What you are asked to do >>
Switch each occurrence of "concrete" in the material below to "cement", and reproduce every line otherwise unchanged.

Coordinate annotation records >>
>>>

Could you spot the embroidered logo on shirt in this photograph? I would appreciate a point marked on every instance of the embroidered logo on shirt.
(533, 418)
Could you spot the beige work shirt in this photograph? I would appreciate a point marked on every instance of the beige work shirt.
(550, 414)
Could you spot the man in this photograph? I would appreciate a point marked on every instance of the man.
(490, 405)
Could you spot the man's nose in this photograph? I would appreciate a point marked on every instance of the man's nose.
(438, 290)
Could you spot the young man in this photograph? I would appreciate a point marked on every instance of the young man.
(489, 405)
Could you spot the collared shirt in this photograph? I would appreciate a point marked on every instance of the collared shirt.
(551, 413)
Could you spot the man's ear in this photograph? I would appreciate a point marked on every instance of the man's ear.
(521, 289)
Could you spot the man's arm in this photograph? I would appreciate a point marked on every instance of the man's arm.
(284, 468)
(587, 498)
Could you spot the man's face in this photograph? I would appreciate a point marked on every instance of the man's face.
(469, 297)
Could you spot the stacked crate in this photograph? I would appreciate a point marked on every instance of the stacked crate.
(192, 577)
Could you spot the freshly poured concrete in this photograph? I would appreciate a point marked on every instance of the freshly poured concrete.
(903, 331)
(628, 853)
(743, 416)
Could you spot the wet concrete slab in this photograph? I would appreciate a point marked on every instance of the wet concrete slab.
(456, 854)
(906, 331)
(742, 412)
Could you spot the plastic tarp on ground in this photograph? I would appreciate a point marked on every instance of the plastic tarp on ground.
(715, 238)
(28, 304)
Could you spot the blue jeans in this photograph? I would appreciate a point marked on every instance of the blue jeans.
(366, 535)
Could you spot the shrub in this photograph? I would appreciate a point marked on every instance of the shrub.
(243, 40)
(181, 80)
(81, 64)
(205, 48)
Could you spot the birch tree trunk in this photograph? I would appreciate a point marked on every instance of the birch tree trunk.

<<<

Written solution >>
Could you spot the embroidered logo on shirt in this photograph? I would appreciate a point marked on every instance of the embroidered logo on shirt.
(533, 418)
Could you spot the beige work shirt in this photograph? I would appreciate a point marked on every instance of the beige work shirt.
(550, 414)
Could you spot the man in this photograph? I would appreciate a point marked on every instance of the man.
(490, 405)
Could you spot the man's nose in this photograph? I would appreciate a point marked on every instance of the man's nose.
(438, 290)
Could you spot the young man in this photograph? I would appreciate a point marked on every instance of the young man.
(489, 405)
Could you spot the collared shirt in this photograph? I would appreciate a point marked on every instance of the collared shirt.
(551, 413)
Could you spot the man's ear in this photograph? I would appreciate a point marked on every instance of the man's ear.
(521, 289)
Could you spot the man's arm in this photograph? I would appreciate a point marked on every instance of the man's arm.
(284, 468)
(587, 498)
Could you spot the man's face in this photograph? I would appreciate a point marked on every instance of the man's face.
(469, 297)
Could you spot the stacked crate in this photograph? I would appreciate a point marked on every instance of the stacked crate.
(192, 577)
Could you spot the freshly poured cement in this photograph? I would appreciate a point marked on every instance of the freshly poured cement.
(903, 331)
(628, 853)
(743, 416)
Could you spot the wet cement slab in this photograph? I would appreciate a point marked on every instance of the wet cement slab.
(456, 854)
(906, 331)
(742, 412)
Could you spot the plastic tarp on ground in this photograph? I would appreciate a point marked on every instance of the plastic tarp on ground.
(715, 238)
(28, 304)
Could you spot the blue jeans in this photograph? I would appreciate a point marked on every instance of the blue jeans.
(366, 535)
Could you spot the shrub in this photograph? I would appreciate a point marked on every instance of the shrub.
(243, 40)
(181, 80)
(81, 64)
(205, 48)
Could you spot the birch tree trunk in this photograph? I would appreciate a point marked on every instance of the birch tree trunk.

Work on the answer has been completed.